Nothing belongs in the answer except the lines of the material that include "windshield".
■ ■ ■
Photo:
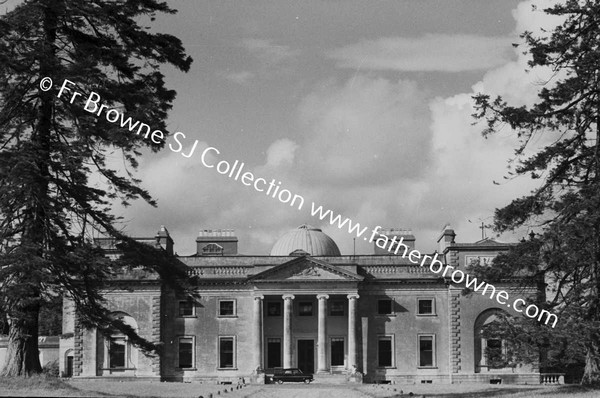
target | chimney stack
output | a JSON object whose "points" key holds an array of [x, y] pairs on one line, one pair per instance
{"points": [[446, 238], [216, 242]]}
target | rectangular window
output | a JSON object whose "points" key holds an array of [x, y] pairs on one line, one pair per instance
{"points": [[117, 352], [226, 307], [425, 306], [226, 352], [186, 308], [385, 351], [427, 351], [273, 353], [186, 352], [336, 308], [273, 308], [493, 354], [305, 308], [384, 307], [337, 351]]}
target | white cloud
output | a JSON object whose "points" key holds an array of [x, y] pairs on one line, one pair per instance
{"points": [[365, 131], [431, 52], [242, 77], [270, 53], [281, 153], [376, 150]]}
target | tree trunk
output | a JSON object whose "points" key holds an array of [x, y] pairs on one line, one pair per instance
{"points": [[22, 355], [591, 374]]}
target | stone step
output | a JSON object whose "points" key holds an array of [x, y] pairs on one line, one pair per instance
{"points": [[327, 378]]}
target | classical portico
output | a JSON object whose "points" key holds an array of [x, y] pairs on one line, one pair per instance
{"points": [[306, 307]]}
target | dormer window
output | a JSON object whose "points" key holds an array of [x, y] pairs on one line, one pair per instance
{"points": [[212, 249]]}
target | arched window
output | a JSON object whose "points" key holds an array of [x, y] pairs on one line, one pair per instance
{"points": [[119, 352], [491, 350]]}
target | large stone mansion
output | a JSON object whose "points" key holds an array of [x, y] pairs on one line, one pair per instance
{"points": [[375, 317]]}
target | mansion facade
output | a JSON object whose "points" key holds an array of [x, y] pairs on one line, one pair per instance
{"points": [[376, 318]]}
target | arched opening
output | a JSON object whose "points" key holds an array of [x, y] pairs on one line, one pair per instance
{"points": [[492, 351], [119, 353]]}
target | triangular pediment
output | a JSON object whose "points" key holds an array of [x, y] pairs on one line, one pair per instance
{"points": [[306, 269]]}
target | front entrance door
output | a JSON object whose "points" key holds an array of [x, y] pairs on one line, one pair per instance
{"points": [[306, 355]]}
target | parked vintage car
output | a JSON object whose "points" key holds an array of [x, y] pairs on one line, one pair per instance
{"points": [[290, 375]]}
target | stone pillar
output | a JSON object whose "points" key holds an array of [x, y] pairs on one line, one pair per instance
{"points": [[352, 331], [258, 340], [322, 334], [287, 330]]}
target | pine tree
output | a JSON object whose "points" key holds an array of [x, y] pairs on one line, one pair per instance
{"points": [[51, 146], [566, 206]]}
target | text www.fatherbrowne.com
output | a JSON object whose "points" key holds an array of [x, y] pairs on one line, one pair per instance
{"points": [[272, 188], [397, 246]]}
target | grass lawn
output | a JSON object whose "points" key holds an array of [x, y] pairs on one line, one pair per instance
{"points": [[52, 387]]}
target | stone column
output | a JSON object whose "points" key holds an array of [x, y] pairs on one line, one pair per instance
{"points": [[322, 334], [352, 330], [287, 330], [258, 340]]}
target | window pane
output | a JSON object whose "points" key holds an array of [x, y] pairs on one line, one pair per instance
{"points": [[425, 351], [337, 308], [116, 353], [226, 353], [274, 353], [226, 308], [384, 307], [186, 308], [186, 352], [493, 352], [425, 306], [337, 352], [305, 309], [384, 348], [273, 308]]}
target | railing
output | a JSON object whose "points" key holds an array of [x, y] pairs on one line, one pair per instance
{"points": [[395, 269], [219, 271], [552, 378]]}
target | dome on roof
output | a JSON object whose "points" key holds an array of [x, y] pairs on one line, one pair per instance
{"points": [[305, 238]]}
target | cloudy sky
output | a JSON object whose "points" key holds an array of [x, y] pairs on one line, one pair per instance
{"points": [[363, 107]]}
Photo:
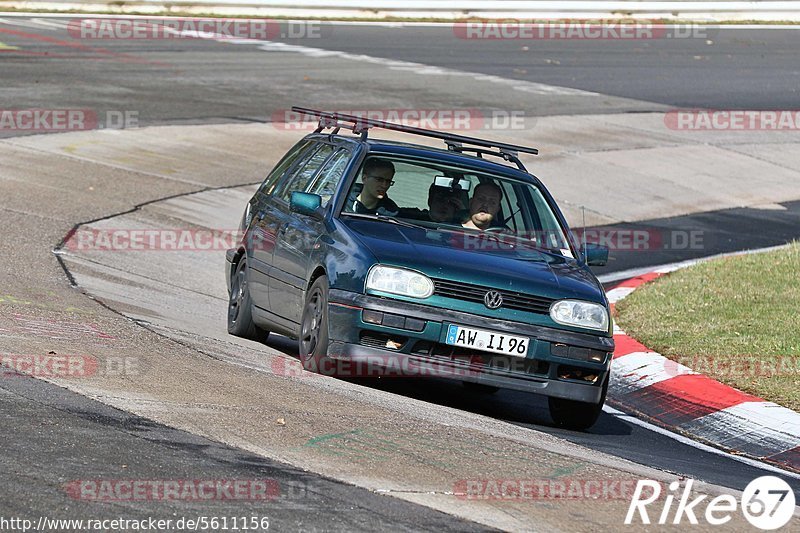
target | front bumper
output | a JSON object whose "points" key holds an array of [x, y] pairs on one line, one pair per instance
{"points": [[558, 363]]}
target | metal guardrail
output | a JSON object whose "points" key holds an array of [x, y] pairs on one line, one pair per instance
{"points": [[708, 10]]}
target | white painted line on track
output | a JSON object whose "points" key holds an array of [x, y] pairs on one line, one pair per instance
{"points": [[698, 445]]}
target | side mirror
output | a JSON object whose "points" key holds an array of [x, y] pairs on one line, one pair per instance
{"points": [[306, 204], [595, 254]]}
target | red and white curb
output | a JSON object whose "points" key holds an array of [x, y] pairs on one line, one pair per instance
{"points": [[686, 402]]}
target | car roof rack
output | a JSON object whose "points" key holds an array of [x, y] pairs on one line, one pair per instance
{"points": [[454, 142]]}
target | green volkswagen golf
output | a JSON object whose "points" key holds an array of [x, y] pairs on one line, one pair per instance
{"points": [[401, 259]]}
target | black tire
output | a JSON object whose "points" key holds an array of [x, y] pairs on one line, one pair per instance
{"points": [[314, 326], [572, 414], [479, 388], [240, 308]]}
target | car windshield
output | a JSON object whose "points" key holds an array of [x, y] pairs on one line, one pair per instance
{"points": [[445, 197]]}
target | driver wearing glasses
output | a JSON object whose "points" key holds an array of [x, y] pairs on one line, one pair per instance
{"points": [[376, 177]]}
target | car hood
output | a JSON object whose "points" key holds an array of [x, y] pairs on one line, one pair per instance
{"points": [[479, 259]]}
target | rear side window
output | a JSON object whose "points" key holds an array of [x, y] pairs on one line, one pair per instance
{"points": [[301, 176], [283, 165], [330, 176]]}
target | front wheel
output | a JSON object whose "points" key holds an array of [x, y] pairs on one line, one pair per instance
{"points": [[240, 308], [314, 326], [572, 414]]}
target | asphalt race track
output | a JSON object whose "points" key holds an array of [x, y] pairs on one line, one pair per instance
{"points": [[53, 436]]}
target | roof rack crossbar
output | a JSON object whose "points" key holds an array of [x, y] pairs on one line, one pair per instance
{"points": [[507, 155], [361, 125]]}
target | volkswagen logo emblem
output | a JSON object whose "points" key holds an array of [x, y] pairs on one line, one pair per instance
{"points": [[493, 299]]}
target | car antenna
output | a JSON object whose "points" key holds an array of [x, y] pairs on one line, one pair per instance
{"points": [[585, 251]]}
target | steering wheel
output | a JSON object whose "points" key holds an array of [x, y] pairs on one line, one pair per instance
{"points": [[497, 229]]}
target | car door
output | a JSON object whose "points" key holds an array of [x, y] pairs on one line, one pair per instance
{"points": [[298, 233], [264, 221]]}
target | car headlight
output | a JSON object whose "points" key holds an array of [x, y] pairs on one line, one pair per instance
{"points": [[581, 314], [399, 281]]}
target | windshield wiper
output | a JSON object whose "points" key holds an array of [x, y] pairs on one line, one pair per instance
{"points": [[386, 218], [523, 241]]}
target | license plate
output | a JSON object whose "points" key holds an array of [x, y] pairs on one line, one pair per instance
{"points": [[487, 341]]}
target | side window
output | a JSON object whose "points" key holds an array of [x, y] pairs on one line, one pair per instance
{"points": [[283, 165], [330, 176], [302, 175]]}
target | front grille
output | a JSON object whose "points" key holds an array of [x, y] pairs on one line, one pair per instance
{"points": [[380, 340], [475, 293]]}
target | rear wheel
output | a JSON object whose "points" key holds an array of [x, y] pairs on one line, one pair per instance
{"points": [[314, 326], [572, 414], [240, 308]]}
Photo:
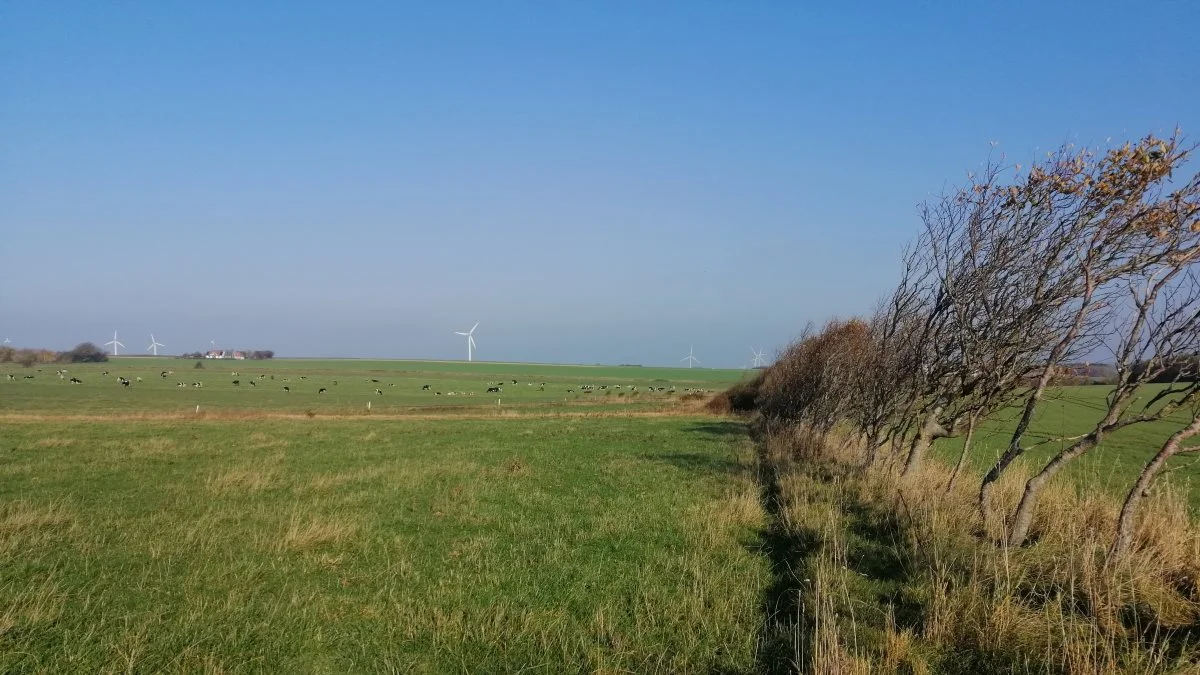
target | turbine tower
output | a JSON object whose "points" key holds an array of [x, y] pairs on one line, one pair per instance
{"points": [[115, 344], [759, 358], [471, 339], [690, 358]]}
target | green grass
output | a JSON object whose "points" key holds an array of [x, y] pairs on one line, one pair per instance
{"points": [[347, 382], [1071, 411], [545, 544]]}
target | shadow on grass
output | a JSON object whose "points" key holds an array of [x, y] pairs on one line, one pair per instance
{"points": [[723, 429], [699, 463]]}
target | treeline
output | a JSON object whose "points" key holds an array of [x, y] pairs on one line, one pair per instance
{"points": [[84, 352], [257, 354], [1014, 275]]}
■ ■ ■
- [Result for this exercise]
target | car windshield
target | windshield wiper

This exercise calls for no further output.